Compiti da svolgere:
a - Nel brano sugli anni di piombo qui sotto, qual è il motivo principale per cui in Italia sarebbe proibito discutere di "anni di piombo"? Rispondi in una o due frasi.
b - Riprendi il brano sugli anni di piombo e proseguilo a partire dall'ultima frase riportata.

Estratto scelto:
----------------------------------------

Prison movies. Il film di Renato De Maria tratto dal libro Miccia corta

In Italia è proibito discutere di “anni di piombo”. A meno che non si concorra a sedimentare le verità  ufficiali – spesso limitate e parziali, e talvolta fuorvianti – per come consacrate nelle sentenze giudiziarie.

(da “Antigone”, quadrimestrale di critica del sistema penale e penitenziario, n.2/2008)

 «Chi controlla il passato controlla il futuro. Chi controlla il presente controlla il passato» (George Orwell)

In Italia è proibito discutere di “anni di piombo”. A meno che non si concorra a sedimentare le verità  ufficiali – spesso limitate e parziali, e talvolta fuorvianti –  per come consacrate nelle sentenze giudiziarie. Ciò avviene per diversi motivi. Il principale è quello indicato da Manlio Milani, presidente dell’associazione delle vittime della strage di Piazza della Loggia: quando si parla di “anni di piombo” ci si riferisce solo alla lotta armata e agli attentati fatti da organizzazioni di sinistra. Il secondo motivo è conseguente: nell’opinione pubblica e nell’informazione diffusa (ma anche a livello della politica e della cultura) si è costruita ad arte e sedimentata un’indignazione a senso unico contro gli ex terroristi e gli eversori di sinistra. Quelli di destra, dal leader dei “Boia chi molla” della rivolta di Reggio Calabria Ciccio Franco allo stragista Nico Azzi, sono stati invece onorati e celebrati da istituzioni ed esponenti di governo.

----------------------------------------

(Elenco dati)
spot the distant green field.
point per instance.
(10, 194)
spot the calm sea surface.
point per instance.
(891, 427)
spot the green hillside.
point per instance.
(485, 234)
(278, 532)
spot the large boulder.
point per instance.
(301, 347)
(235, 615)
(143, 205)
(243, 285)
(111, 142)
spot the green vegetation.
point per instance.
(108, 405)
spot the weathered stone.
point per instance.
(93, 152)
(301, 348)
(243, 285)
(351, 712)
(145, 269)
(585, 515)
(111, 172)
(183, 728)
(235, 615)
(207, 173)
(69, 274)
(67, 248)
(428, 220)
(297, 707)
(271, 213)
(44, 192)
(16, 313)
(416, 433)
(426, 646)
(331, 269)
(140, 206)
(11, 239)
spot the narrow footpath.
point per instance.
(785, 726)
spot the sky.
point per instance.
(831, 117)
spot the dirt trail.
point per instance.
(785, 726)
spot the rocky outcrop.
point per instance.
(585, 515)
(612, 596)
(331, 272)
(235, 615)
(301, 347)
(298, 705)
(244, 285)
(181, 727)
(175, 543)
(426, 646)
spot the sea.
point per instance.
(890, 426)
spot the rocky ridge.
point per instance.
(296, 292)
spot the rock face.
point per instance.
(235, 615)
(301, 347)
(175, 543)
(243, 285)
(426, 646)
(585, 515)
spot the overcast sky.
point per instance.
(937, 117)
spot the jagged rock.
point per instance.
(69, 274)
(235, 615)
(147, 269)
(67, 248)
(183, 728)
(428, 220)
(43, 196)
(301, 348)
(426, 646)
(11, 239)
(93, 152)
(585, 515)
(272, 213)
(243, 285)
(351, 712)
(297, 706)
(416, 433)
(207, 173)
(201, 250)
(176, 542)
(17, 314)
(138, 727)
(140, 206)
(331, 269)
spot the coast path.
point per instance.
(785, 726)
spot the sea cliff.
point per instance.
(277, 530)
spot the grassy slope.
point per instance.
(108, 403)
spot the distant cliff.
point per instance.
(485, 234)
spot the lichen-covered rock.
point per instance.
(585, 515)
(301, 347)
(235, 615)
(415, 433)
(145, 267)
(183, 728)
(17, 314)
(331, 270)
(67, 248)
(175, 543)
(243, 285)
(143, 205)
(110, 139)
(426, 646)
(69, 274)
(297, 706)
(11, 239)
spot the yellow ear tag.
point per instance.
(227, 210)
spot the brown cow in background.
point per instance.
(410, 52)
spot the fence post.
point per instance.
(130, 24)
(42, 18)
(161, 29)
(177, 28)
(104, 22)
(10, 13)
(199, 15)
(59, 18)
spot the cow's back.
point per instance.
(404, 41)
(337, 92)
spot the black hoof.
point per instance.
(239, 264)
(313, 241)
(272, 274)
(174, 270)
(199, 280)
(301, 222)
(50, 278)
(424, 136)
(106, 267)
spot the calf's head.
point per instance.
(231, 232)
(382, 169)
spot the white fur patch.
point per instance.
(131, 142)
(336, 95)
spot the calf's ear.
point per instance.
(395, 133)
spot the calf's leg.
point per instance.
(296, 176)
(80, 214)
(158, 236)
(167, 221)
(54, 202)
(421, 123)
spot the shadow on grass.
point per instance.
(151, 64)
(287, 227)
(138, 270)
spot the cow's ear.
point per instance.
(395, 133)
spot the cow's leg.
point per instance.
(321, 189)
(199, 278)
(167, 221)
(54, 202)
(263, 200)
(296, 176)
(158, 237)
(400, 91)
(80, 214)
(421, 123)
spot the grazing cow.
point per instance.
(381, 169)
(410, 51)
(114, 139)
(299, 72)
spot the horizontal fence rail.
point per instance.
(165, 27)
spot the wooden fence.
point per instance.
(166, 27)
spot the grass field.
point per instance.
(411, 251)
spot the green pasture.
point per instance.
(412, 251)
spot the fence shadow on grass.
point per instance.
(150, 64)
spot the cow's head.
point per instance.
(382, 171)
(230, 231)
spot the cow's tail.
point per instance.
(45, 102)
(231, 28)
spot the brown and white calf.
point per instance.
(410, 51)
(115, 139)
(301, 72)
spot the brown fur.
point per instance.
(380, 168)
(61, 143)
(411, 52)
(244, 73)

----------------------------------------

Risultati attesi:
a - Il motivo principale è quello indicato da Manlio Milani, presidente dell'associazione delle vittime della strage di Piazza della Loggia. Quando si parla di "anni di piombo" ci si riferisce solo alla lotta armata e agli attentati compiuti da organizzazioni di sinistra.

b -
Questo non è stato un processo casuale e innocente, ma l’esito di una precisa regia e intenzione: quella di rimuovere la memoria delle responsabilità statali, nazionali e internazionali, nella strategia della tensione e dello stragismo e di lasciarne impuniti gli autori. E, allo stesso tempo, di assoluzione reciproca (e analogo processo di rimozione e revisione storica) da parte dei due grandi partiti che hanno dominato la scena politica nella Prima Repubblica: la Democrazia cristiana e il Partito comunista, entrambi responsabili, nel quadro della Guerra fredda, di illegalità di vario genere, oltre che di complicità e collateralismo con i veri grandi crimini del Novecento, dallo sterminio degli oppositori al regime stalinista ai sanguinari golpe militari in paesi europei e dell’America latina, agli eccidi operati dai sistemi coloniali in Africa.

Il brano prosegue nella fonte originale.